BEGIN

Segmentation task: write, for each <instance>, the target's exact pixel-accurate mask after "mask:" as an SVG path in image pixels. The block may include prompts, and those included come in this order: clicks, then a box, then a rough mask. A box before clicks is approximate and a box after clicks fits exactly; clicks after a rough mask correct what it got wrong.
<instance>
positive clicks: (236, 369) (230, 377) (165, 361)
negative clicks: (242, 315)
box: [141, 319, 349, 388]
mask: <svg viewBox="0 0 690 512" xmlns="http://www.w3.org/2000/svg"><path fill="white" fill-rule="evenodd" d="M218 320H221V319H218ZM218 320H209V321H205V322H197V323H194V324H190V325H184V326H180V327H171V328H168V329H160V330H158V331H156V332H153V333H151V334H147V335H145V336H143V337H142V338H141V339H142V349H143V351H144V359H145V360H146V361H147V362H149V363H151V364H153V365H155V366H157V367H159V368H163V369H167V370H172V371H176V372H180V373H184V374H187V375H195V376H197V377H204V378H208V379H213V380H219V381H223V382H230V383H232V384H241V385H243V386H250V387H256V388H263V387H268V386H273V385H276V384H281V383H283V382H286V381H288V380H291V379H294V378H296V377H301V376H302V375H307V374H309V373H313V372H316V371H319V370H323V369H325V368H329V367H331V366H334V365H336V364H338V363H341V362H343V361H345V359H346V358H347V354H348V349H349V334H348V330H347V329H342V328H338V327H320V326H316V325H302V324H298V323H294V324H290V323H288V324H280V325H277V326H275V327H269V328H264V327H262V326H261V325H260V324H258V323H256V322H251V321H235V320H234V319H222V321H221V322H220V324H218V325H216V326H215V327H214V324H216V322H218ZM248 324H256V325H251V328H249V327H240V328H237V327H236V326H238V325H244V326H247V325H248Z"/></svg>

END

* [THE TASK] Every line of the listing that holds the word "instance" is to be found and copied.

* [RESULT BELOW]
Segmentation task: write, for each <instance>, the target's exact pixel-accurate mask after "mask:" as an SVG path in image pixels. The block may include prompts, and those included come in this order: clicks, then a box, then a rough mask. A box before clicks is approximate and a box after clicks fits exactly; clicks after a rough mask correct what it got wrong.
<instance>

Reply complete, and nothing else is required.